Consigne. Relevez toutes les SCP nommées dans le texte.

Texte.
SARL MEDIA ART agissant poursuites et diligences de son représentant légal

XXX

XXX

représentée par la SCP FISSELIER – CHILOUX – BOULAY, avoués à la Cour

assistée de Me Pierre François VEIL plaidant pour la SCP VEIL JOURDE avocat au barreau de PARIS, toque : T 06

INTIME

Monsieur Francis P.

XXX

XXX

représenté par la SCP GOIRAND, avoués à la Cour

assisté de Me Davina SUSINI LAURENTI plaidant pour la SCP GUILLEMAIN BANIDE SAINTURAT, avocat au barreau de PARIS, toque : P 102

COMPOSITION DE LA COUR :

L’affaire a été débattue le 5 novembre 2008, en audience publique, devant la Cour composée de :

Madame GABORIAU, Présidente

Madame IMBAUD CONTENT, Conseiller

Monsieur PEYRON, Conseiller

qui en ont délibéré.

Greffier, lors des débats : Madame BASTIN.

Madame GABORIAU ayant préalablement été entendue en son rapport.


ARRÊT :

— contradictoire,

— prononcé publiquement par mise à disposition de l’arrêt au greffe de la Cour, les parties en ayant été préalablement avisées dans les conditions prévues au deuxième alinéa de l’article 450 du Code de Procédure Civile

— signé par Madame GABORIAU, Présidente, et par Madame BASTIN, greffier, à laquelle la minute du présent arrêt a été remise par le magistrat signataire.

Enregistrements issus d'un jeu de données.
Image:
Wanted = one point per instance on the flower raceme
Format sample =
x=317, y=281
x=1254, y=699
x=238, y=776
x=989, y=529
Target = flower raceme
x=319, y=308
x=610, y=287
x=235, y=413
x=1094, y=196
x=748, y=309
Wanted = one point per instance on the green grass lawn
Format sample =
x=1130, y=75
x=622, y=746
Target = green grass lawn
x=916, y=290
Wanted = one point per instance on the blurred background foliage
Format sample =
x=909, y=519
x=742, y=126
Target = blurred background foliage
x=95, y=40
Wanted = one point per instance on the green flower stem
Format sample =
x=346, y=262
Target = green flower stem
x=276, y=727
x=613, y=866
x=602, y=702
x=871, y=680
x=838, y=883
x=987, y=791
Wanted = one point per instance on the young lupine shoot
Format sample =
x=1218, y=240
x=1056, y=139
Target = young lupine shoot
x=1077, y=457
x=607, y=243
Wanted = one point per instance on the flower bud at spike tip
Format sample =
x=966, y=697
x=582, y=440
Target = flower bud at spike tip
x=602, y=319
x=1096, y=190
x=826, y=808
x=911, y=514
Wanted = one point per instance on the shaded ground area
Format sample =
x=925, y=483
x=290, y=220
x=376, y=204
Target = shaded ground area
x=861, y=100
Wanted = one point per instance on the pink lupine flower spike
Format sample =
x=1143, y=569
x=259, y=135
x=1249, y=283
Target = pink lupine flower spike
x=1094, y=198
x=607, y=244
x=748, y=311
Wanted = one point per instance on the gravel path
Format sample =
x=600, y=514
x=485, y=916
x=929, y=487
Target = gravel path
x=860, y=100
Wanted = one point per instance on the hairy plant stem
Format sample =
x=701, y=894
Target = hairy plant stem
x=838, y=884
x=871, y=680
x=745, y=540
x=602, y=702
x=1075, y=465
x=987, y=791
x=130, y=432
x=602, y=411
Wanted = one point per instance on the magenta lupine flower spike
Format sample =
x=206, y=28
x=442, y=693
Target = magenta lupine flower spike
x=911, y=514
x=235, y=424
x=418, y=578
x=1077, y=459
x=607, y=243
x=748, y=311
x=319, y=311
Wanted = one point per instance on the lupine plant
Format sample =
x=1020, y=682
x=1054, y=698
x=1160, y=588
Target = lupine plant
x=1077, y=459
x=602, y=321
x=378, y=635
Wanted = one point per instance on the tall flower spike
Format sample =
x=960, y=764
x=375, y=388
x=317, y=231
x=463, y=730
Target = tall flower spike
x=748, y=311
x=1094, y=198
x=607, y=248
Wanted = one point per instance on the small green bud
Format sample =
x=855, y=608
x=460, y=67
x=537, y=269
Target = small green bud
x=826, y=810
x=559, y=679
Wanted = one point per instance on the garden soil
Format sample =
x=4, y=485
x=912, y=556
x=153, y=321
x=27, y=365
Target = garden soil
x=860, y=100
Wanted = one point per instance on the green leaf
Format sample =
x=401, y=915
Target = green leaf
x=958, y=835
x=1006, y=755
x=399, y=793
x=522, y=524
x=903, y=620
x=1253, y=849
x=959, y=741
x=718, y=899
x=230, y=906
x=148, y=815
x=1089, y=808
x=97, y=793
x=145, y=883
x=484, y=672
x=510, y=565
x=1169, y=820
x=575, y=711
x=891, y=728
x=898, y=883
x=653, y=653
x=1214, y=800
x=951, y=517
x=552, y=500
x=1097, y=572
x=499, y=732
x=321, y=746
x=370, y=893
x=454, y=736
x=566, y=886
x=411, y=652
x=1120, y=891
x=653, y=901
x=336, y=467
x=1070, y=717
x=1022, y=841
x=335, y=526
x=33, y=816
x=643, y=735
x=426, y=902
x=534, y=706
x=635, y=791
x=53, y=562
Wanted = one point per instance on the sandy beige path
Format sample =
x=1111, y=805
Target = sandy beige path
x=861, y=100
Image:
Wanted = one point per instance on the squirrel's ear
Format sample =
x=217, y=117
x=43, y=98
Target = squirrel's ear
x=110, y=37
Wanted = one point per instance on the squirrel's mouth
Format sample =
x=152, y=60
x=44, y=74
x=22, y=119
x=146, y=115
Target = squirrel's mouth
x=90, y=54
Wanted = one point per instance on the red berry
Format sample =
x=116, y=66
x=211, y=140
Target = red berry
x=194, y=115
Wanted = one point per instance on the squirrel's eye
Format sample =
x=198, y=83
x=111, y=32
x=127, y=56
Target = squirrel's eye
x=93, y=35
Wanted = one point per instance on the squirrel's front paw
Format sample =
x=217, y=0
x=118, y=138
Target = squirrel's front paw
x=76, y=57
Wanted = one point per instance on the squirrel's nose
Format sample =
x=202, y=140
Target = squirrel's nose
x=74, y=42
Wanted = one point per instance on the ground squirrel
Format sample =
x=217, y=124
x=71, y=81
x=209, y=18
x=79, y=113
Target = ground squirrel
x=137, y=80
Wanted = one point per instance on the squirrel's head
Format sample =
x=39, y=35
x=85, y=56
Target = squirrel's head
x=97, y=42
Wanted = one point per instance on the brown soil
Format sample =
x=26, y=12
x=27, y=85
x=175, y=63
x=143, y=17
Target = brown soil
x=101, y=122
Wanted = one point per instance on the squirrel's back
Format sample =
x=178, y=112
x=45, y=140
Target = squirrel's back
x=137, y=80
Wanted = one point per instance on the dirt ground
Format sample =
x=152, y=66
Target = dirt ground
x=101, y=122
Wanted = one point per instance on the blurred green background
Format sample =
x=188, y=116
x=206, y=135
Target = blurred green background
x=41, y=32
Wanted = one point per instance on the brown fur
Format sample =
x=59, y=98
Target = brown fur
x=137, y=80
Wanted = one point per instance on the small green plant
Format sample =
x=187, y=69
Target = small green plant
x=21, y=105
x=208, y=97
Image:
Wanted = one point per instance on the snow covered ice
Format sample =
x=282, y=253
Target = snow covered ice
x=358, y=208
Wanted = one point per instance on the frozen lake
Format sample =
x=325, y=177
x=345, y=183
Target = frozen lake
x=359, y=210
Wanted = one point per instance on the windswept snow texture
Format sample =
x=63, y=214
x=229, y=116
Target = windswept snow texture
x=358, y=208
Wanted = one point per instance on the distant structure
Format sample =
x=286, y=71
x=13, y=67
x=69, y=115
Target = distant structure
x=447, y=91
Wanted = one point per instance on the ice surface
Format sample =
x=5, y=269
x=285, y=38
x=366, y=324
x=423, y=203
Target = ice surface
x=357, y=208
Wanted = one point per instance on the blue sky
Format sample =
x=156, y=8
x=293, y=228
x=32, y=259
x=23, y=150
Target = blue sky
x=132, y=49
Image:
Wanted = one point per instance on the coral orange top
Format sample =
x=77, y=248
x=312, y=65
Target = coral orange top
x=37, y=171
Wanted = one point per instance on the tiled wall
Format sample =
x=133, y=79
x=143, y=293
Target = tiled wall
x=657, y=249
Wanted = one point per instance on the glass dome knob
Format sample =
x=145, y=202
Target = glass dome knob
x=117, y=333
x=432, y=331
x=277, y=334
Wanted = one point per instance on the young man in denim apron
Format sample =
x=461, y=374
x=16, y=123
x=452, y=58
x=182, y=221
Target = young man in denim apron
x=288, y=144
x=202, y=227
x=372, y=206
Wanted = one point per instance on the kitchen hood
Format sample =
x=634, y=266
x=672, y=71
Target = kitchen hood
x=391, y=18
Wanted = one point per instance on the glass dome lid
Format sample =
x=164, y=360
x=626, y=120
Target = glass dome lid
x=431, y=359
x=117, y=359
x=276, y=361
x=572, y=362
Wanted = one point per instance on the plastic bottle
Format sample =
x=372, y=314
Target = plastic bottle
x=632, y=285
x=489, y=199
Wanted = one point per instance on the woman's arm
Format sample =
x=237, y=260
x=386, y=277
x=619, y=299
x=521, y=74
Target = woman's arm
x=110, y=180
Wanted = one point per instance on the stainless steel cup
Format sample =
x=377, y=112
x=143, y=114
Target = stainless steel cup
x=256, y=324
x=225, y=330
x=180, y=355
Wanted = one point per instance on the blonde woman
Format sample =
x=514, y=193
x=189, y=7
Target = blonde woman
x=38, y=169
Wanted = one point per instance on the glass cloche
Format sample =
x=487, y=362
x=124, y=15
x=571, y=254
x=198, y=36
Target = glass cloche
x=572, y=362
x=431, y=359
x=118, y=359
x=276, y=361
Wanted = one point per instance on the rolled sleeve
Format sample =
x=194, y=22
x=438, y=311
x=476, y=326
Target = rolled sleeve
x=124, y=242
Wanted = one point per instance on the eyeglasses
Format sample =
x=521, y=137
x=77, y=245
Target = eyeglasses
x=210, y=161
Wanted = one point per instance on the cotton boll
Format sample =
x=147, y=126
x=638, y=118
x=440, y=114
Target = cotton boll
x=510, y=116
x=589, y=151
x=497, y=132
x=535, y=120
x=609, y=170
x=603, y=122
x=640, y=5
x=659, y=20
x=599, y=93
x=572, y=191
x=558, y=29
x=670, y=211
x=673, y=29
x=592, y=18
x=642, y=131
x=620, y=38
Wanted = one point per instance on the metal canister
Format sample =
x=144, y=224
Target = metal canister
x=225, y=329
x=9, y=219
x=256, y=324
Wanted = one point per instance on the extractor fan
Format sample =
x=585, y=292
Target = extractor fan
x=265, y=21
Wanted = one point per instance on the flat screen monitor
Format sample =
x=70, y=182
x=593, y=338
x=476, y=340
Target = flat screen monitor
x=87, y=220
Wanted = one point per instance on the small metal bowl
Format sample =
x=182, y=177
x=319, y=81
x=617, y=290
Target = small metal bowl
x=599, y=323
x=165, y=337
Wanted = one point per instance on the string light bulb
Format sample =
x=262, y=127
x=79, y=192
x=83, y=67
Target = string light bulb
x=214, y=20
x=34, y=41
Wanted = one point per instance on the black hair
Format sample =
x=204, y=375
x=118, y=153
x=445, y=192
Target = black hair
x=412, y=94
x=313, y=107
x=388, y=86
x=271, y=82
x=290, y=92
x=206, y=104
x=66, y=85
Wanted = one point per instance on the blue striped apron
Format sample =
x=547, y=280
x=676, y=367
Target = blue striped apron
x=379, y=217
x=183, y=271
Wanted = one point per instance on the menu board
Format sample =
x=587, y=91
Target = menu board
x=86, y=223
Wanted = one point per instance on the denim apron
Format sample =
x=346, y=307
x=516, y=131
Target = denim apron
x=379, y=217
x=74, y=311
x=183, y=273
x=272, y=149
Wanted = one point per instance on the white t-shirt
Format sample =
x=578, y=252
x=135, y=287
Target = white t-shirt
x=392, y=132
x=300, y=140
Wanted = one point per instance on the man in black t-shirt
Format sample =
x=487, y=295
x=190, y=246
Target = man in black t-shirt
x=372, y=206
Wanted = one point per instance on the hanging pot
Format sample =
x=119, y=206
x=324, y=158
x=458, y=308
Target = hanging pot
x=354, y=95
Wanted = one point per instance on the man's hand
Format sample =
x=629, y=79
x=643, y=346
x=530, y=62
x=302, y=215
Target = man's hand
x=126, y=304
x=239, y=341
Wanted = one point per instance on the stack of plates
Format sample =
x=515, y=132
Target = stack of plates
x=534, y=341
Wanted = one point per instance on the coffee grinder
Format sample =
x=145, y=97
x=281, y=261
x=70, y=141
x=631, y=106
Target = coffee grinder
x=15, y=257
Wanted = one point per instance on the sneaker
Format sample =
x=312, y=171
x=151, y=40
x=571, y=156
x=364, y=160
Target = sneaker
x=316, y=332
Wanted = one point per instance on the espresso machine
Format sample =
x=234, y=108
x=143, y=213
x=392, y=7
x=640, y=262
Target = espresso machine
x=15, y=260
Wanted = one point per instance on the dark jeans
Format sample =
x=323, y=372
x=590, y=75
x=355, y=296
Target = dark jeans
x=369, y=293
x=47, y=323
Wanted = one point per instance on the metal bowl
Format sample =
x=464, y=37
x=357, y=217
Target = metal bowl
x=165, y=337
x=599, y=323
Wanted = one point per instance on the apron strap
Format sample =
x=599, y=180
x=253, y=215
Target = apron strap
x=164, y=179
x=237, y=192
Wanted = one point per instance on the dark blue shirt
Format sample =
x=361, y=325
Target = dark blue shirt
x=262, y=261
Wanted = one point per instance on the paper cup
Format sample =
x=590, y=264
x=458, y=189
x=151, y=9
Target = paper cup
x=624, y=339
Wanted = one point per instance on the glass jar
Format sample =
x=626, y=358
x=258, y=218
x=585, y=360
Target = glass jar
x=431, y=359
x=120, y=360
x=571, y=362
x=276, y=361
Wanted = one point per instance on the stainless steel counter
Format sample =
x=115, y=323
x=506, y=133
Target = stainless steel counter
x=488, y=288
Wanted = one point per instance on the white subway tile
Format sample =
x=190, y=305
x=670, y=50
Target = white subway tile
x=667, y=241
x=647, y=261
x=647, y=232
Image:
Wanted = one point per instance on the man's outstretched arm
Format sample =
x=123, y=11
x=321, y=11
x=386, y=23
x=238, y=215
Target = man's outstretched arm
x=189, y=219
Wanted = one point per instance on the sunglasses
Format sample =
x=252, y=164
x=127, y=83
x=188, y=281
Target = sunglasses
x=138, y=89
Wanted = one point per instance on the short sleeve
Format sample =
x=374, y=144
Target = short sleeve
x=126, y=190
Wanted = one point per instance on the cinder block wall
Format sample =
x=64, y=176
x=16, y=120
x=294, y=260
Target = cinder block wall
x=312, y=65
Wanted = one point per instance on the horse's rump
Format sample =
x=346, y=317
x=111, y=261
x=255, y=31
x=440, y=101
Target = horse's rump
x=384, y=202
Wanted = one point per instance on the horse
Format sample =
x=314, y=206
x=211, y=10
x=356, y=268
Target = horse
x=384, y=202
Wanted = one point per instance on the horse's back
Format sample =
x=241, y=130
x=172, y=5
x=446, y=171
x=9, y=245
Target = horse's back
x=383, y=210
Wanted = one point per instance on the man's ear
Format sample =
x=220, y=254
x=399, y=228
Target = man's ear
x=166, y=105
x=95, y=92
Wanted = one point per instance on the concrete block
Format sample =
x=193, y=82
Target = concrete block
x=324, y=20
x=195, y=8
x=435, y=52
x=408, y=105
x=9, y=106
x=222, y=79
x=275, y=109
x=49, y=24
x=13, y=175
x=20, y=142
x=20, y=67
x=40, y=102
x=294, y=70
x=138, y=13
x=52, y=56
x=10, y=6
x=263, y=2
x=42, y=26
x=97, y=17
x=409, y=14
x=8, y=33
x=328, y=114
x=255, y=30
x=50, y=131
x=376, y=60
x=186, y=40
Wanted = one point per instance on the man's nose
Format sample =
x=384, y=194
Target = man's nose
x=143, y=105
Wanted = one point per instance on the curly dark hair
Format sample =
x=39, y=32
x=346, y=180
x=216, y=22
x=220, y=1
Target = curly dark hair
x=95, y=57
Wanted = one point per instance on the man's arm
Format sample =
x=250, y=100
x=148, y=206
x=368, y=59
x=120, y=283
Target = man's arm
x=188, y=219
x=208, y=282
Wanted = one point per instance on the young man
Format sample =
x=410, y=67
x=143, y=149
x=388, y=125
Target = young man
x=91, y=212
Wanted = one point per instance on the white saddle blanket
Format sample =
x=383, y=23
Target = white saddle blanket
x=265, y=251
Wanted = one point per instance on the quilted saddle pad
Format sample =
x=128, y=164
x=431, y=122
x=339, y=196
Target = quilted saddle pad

Réponse correcte.
SCP FISSELIER – CHILOUX – BOULAY
SCP VEIL JOURDE
SCP GOIRAND
SCP GUILLEMAIN BANIDE SAINTURAT